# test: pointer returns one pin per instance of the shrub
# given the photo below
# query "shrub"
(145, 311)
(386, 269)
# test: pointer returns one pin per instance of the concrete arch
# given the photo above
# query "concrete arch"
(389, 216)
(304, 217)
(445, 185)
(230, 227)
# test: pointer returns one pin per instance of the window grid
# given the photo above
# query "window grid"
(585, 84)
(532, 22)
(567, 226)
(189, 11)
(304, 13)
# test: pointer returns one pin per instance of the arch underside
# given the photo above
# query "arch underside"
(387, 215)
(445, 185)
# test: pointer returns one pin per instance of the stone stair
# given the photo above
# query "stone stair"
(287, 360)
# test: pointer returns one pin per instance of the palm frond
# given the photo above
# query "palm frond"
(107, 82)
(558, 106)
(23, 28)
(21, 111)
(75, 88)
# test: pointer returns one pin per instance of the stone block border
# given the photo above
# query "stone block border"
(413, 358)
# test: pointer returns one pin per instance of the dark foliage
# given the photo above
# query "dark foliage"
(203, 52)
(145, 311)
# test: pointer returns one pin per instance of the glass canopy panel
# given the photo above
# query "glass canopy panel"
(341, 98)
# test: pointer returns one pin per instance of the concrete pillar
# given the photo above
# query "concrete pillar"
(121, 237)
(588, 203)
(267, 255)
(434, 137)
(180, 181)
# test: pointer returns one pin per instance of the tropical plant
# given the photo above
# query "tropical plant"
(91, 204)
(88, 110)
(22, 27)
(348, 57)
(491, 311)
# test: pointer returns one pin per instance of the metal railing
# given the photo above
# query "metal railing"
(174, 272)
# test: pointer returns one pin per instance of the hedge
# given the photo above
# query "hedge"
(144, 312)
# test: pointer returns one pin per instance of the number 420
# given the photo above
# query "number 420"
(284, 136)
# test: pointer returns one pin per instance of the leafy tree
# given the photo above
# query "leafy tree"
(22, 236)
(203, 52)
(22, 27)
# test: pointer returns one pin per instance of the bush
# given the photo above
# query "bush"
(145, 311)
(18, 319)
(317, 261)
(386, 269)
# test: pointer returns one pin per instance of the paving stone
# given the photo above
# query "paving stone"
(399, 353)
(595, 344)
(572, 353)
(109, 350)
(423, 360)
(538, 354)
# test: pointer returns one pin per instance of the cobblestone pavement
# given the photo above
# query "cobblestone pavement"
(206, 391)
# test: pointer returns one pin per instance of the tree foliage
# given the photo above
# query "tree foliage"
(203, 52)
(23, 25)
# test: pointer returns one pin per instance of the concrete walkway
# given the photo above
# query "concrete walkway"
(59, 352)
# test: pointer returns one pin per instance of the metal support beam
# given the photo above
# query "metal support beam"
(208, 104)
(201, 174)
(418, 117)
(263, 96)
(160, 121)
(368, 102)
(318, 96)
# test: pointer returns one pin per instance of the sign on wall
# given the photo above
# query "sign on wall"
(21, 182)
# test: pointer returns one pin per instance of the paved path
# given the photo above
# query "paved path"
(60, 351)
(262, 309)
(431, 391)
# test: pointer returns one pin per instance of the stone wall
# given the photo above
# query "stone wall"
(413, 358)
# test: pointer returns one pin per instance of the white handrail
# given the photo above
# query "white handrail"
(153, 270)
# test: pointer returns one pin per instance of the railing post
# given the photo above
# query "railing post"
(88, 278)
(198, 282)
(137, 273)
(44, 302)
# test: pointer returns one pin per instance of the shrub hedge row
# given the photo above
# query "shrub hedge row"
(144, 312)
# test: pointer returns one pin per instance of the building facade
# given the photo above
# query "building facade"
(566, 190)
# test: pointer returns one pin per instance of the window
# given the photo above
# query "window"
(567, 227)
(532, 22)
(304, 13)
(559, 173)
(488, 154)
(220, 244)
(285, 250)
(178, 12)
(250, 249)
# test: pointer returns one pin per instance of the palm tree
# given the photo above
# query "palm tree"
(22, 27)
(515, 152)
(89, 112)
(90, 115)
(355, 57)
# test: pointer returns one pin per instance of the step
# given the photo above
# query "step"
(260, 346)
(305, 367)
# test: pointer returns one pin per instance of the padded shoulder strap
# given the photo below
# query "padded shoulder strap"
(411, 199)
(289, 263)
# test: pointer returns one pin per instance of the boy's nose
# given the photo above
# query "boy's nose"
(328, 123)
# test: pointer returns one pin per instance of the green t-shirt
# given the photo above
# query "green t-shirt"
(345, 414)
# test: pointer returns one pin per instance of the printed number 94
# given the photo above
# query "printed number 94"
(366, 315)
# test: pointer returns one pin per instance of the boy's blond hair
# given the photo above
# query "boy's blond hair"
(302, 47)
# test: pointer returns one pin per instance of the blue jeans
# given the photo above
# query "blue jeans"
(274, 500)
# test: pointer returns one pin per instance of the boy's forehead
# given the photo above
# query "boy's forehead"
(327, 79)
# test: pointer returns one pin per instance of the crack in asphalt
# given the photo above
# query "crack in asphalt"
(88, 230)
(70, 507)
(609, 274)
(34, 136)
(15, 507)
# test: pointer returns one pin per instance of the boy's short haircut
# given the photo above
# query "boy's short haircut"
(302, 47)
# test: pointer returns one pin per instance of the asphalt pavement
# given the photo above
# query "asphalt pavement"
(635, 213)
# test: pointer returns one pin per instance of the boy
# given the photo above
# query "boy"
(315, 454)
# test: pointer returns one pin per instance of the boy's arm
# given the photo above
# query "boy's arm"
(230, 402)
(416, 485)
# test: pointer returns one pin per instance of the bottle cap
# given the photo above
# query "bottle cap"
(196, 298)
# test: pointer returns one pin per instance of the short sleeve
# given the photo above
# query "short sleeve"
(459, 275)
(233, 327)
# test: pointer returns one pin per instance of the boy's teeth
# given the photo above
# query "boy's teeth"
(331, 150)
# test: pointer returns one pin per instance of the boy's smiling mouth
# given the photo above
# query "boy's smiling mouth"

What needs to be done
Rewrite every item above with "pointer" renamed to "locator" wherever it occurs. Leave everything else untouched.

Right answer
# test: locator returns one pin per instance of the shrub
# given the photo below
# query "shrub"
(145, 311)
(386, 269)
# test: locator returns one pin per instance of the concrete arch
# given the photo above
# query "concrete arch"
(389, 216)
(304, 217)
(445, 185)
(230, 227)
# test: locator returns one pin per instance of the window grid
# given the photo above
# query "window grid"
(585, 84)
(532, 22)
(567, 226)
(189, 11)
(304, 13)
# test: locator returns one pin per instance of the arch underside
# given the photo above
# query "arch underside"
(387, 215)
(445, 185)
# test: locator returns one pin per instance of the stone stair
# given the photo above
# query "stone stair"
(287, 360)
# test: locator returns one pin per instance of the palm frond
# given the photo above
# query "palm frond"
(107, 82)
(558, 106)
(23, 28)
(21, 111)
(75, 88)
# test: locator returns one pin per instance of the stone block border
# given the photo above
# query "stone block border"
(413, 358)
# test: locator returns one pin per instance of the dark foliage
# given the photo above
# query "dark foliage"
(203, 52)
(145, 311)
# test: locator returns one pin per instance of the glass canopy panel
# given the photo above
# query "glass canopy panel"
(341, 98)
# test: locator returns one pin per instance of the concrete pillar
# given the photo above
# query "concrete pillar"
(121, 237)
(588, 203)
(267, 255)
(434, 137)
(180, 181)
# test: locator returns one pin per instance of the tropical plant
# given the photo above
# query "tropical plant"
(91, 204)
(88, 110)
(22, 27)
(348, 57)
(491, 311)
# test: locator returns one pin per instance of the metal railing
# given the photo above
# query "metal railing"
(174, 272)
# test: locator returns one pin per instance of the hedge
# given the photo above
# query "hedge"
(144, 312)
# test: locator returns one pin per instance of the number 420
# given the photo above
# query "number 420"
(284, 136)
# test: locator returns one pin per instance of the leafy tree
# given the photo above
# query "leafy tree"
(22, 236)
(203, 52)
(22, 27)
# test: locator returns one pin per instance of the bush
# given the photo above
# query "bush"
(145, 311)
(18, 319)
(317, 261)
(386, 269)
# test: locator returns one pin per instance of the paving stone
# given the photo above
# query "paving stone"
(399, 353)
(595, 344)
(572, 353)
(109, 350)
(423, 360)
(538, 354)
# test: locator returns one pin per instance of the cobblestone pavement
# given the photo above
# query "cobblestone pavement"
(206, 391)
# test: locator returns one pin per instance of the tree foliage
# given the photo above
# query "tree foliage"
(203, 52)
(23, 25)
# test: locator returns one pin per instance of the concrete walkway
# given the photo above
# query "concrete walkway"
(59, 352)
# test: locator returns one pin per instance of the metal support beam
# given the photo above
# query "metal support beam"
(208, 104)
(201, 174)
(418, 117)
(263, 96)
(160, 121)
(368, 102)
(318, 96)
# test: locator returns one pin per instance of the sign on wall
# given the photo above
# query "sign on wall"
(21, 182)
# test: locator returns one pin per instance of the paved path
# given the photo above
# query "paved path"
(60, 351)
(262, 309)
(431, 391)
# test: locator returns one pin per instance of the stone wall
# given the photo above
# query "stone wall"
(413, 358)
# test: locator returns one pin per instance of the white handrail
# given the photo above
# query "white handrail"
(153, 270)
# test: locator returns one pin per instance of the railing post
# given the photo above
# query "railing post"
(88, 278)
(198, 282)
(137, 273)
(44, 302)
# test: locator returns one pin per instance of the shrub hedge row
# given the photo above
# query "shrub hedge row"
(144, 312)
# test: locator returns one pin per instance of the building facade
# given the photo above
# query "building facade"
(566, 190)
# test: locator returns one pin per instance of the window
# given the photo above
# query "window"
(567, 227)
(532, 22)
(304, 13)
(559, 173)
(488, 154)
(220, 244)
(285, 250)
(178, 12)
(250, 249)
# test: locator returns one pin per instance of the palm tree
# given the photo above
# query "palm tree"
(22, 27)
(515, 152)
(89, 112)
(90, 115)
(355, 57)
# test: locator returns one pin per instance of the step
# given the photo above
# query "step"
(260, 346)
(305, 367)
# test: locator returns one pin per instance of the padded shoulder strap
# given the photo below
# query "padded shoulder strap"
(411, 199)
(289, 263)
# test: locator returns one pin per instance of the boy's nose
# given the photo above
# query "boy's nose"
(328, 123)
# test: locator returns one pin per instance of the green t-shirt
# given the photo above
# query "green t-shirt"
(345, 414)
# test: locator returns one pin per instance of the printed number 94
# given the photo above
# query "printed number 94"
(366, 315)
# test: locator returns one pin per instance of the boy's blond hair
# given the photo above
# query "boy's blond hair"
(302, 47)
# test: locator returns one pin per instance of the blue jeans
# given the photo above
# query "blue jeans"
(274, 500)
# test: locator returns one pin per instance of the boy's forehead
# given the photo above
# query "boy's forehead"
(327, 79)
# test: locator returns one pin per instance of the crack in asphalt
# given the photo above
# query "crack in asphalt"
(88, 230)
(70, 507)
(609, 274)
(34, 136)
(15, 507)
# test: locator returns one pin per instance of the boy's short haircut
# given the photo above
# query "boy's short haircut"
(302, 47)
# test: locator returns one pin per instance of the asphalt pavement
# given the photo above
# query "asphalt pavement"
(635, 213)
# test: locator returns one pin per instance of the boy
# given the photo above
# query "boy"
(315, 454)
# test: locator returns one pin per instance of the boy's arm
# given the photo above
# query "boy's arm"
(230, 402)
(416, 485)
# test: locator returns one pin per instance of the bottle cap
# given the photo above
# query "bottle cap"
(196, 298)
# test: locator returns one pin per instance of the short sleeve
# given the photo above
# query "short sleeve"
(459, 275)
(233, 327)
# test: locator returns one pin per instance of the boy's teeth
# given the photo above
# query "boy's teeth"
(331, 150)
# test: locator returns one pin per instance of the boy's smiling mouth
# given the photo above
# query "boy's smiling mouth"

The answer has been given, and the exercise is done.